Task brief:
Copy out all the items below, swapping each occurrence of "one pin per instance" for "a single pin for each instance" and leaving every other word as it is. Omit the pictures.

Exercise material:
--- start ---

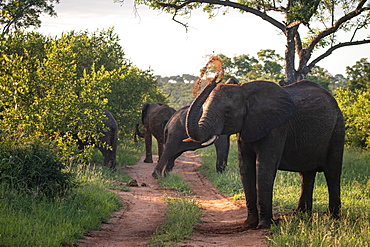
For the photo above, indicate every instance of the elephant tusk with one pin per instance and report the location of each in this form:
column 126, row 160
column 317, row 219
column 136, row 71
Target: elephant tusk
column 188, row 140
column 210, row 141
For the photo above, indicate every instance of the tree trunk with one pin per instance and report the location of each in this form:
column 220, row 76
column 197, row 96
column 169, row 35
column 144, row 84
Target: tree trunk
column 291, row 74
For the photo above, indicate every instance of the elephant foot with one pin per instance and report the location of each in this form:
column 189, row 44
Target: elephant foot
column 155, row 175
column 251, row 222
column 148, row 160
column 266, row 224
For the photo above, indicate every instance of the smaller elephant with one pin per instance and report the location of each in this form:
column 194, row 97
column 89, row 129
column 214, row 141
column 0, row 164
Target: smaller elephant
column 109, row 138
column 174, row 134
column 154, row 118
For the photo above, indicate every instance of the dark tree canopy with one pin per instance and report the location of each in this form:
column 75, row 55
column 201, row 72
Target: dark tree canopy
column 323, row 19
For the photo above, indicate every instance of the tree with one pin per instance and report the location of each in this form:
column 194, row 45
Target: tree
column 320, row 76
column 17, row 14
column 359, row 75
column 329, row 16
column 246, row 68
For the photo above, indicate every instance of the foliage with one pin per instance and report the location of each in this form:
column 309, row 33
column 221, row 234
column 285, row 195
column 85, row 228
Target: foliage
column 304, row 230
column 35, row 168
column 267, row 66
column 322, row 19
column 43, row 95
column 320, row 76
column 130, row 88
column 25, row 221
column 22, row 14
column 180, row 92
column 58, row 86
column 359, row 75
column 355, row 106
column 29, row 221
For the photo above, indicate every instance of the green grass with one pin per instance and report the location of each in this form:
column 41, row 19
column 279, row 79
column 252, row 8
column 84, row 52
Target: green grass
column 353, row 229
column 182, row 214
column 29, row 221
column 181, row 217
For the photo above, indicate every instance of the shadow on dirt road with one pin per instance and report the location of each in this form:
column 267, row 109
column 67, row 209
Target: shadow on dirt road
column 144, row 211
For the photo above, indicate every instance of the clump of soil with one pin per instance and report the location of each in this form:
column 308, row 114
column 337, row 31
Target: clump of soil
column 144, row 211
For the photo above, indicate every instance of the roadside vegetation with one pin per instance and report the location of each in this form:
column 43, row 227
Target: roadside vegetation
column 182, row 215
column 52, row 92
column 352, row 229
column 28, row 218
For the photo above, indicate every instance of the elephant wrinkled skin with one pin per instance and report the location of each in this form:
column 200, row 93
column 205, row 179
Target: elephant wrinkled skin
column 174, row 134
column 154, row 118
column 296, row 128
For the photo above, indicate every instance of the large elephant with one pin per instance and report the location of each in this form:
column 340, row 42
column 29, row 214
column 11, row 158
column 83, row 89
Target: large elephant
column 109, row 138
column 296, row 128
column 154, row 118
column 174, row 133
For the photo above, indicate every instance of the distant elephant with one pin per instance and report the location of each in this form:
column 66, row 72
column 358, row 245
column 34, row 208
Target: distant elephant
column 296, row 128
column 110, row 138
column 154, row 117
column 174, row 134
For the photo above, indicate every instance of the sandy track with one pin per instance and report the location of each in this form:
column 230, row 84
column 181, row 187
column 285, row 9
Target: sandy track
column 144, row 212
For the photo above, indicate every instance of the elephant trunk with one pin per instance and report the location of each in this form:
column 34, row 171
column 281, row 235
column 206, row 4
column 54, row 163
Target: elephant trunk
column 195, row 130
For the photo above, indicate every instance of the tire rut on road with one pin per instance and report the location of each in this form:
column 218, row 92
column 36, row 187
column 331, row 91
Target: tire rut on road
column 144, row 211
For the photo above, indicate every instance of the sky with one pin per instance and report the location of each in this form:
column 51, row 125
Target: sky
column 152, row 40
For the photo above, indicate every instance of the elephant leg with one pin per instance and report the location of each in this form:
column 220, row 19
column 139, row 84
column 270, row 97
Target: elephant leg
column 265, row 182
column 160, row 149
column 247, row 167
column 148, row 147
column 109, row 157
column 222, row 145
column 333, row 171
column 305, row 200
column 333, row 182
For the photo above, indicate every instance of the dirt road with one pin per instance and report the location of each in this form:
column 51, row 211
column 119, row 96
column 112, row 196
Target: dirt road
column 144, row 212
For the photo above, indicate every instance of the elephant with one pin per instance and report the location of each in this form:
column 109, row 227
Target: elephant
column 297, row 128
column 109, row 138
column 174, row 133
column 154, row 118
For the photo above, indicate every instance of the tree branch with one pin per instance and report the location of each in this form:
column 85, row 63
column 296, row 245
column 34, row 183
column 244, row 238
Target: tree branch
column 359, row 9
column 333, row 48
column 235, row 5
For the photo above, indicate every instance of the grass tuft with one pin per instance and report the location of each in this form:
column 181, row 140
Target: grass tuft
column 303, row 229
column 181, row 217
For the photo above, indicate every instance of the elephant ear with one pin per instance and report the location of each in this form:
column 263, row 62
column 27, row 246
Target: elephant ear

--- end ---

Answer to the task:
For the photo above, indicate every instance of the elephant tusk with a single pin for each instance and report the location of each in this form:
column 126, row 160
column 317, row 219
column 136, row 71
Target: elephant tusk
column 188, row 140
column 210, row 141
For the photo above, indicate every instance of the tree trunk with a single pin for each instance and report the location of each in this form:
column 220, row 76
column 197, row 96
column 169, row 35
column 144, row 84
Target: tree trunk
column 291, row 74
For the photo above, indicate every instance of the elephant foot with a single pin for each instance and report the location of each in this form:
column 189, row 44
Target: elephant foot
column 155, row 175
column 251, row 222
column 148, row 160
column 266, row 224
For the photo above, indicate every instance of the smaller elephant with a single pin for each instance and report the location of each in this form:
column 194, row 97
column 89, row 129
column 214, row 141
column 0, row 164
Target: smaller elephant
column 109, row 138
column 174, row 134
column 154, row 118
For the photo above, indicate every instance of the dark tree canopy with a single pin for each instance and report the location of each in this form:
column 75, row 55
column 201, row 72
Target: dark tree canopy
column 323, row 19
For the photo above, indicate every instance of the tree with a single pin for each instance and report the location of each in this form:
column 194, row 45
Target: tree
column 320, row 76
column 17, row 14
column 359, row 75
column 329, row 16
column 246, row 68
For the photo above, indicate every instance of the foliage with a single pin for each instance and report the location of each in this form:
column 309, row 33
column 221, row 234
column 285, row 195
column 85, row 228
Target: foliage
column 304, row 230
column 35, row 168
column 267, row 66
column 322, row 19
column 43, row 95
column 320, row 76
column 130, row 88
column 25, row 221
column 22, row 14
column 180, row 92
column 58, row 86
column 359, row 75
column 355, row 106
column 29, row 221
For the photo above, indicate every instance of the green grass with a single pin for each instance and report the location of each in this form:
column 41, row 19
column 279, row 79
column 252, row 8
column 84, row 52
Target: green grass
column 353, row 229
column 182, row 214
column 29, row 221
column 181, row 217
For the photo above, indicate every instance of the shadow on dirt road with a single pin for each instance and report the location of each in this form:
column 267, row 109
column 67, row 209
Target: shadow on dirt road
column 144, row 211
For the photo above, indicate every instance of the clump of soil with a single pin for each instance and report the location of each in this form:
column 308, row 114
column 337, row 31
Target: clump of soil
column 144, row 211
For the photo above, indicate every instance of the roadside vegetation with a single pin for each instance and report the location of each in this form:
column 43, row 227
Target: roadside vegetation
column 182, row 215
column 52, row 92
column 352, row 229
column 28, row 218
For the photo above, indicate every instance of the elephant wrinkled skin with a single pin for each instance and report the location of each in this form:
column 200, row 93
column 205, row 179
Target: elephant wrinkled skin
column 174, row 134
column 154, row 118
column 296, row 128
For the photo above, indicate every instance of the large elephant with a single pin for each instance and report the location of each in this form:
column 340, row 42
column 29, row 214
column 11, row 158
column 83, row 89
Target: large elephant
column 109, row 138
column 296, row 128
column 154, row 118
column 174, row 133
For the photo above, indicate every instance of the distant elephant with a single pin for each instance and report the location of each in this form:
column 66, row 72
column 358, row 245
column 34, row 208
Target: distant elephant
column 296, row 128
column 110, row 138
column 154, row 117
column 174, row 134
For the photo above, indicate every instance of the sandy track with a single pin for each instance and report the location of each in this form:
column 230, row 84
column 181, row 187
column 285, row 9
Target: sandy track
column 144, row 212
For the photo above, indicate every instance of the elephant trunk with a single pin for each instance and report the location of each in this form:
column 34, row 171
column 281, row 235
column 206, row 4
column 54, row 163
Target: elephant trunk
column 195, row 130
For the photo above, indicate every instance of the tire rut on road with a single pin for each instance and report the location of each in this form:
column 218, row 92
column 36, row 187
column 331, row 91
Target: tire rut on road
column 144, row 211
For the photo above, indicate every instance of the sky with a single pin for each instance and report the location of each in this form:
column 51, row 125
Target: sky
column 152, row 40
For the photo above, indicate every instance of the elephant leg with a single pin for each instance and report the location of each in this form:
column 220, row 19
column 139, row 84
column 270, row 97
Target: elephant leg
column 265, row 182
column 160, row 149
column 247, row 167
column 148, row 147
column 109, row 157
column 222, row 145
column 333, row 171
column 305, row 200
column 333, row 182
For the photo above, indicate every instance of the dirt road with a single pin for each instance and report the location of each in this form:
column 51, row 211
column 119, row 96
column 112, row 196
Target: dirt road
column 144, row 212
For the photo above, indicate every instance of the elephant with a single pin for each instance and report the location of each in this form:
column 109, row 227
Target: elephant
column 297, row 128
column 109, row 138
column 174, row 133
column 154, row 118
For the photo above, indicate every instance of the tree branch with a single pin for each instance and report the location of each in this form:
column 85, row 63
column 296, row 245
column 34, row 183
column 244, row 238
Target: tree branch
column 359, row 9
column 333, row 48
column 235, row 5
For the photo above, indicate every instance of the grass tuft with a single pin for each instance and report the location of each in this form:
column 181, row 140
Target: grass tuft
column 303, row 229
column 181, row 217
For the photo above, indicate every instance of the elephant ear with a single pin for each instance and report the location of each in this form:
column 263, row 62
column 27, row 246
Target: elephant ear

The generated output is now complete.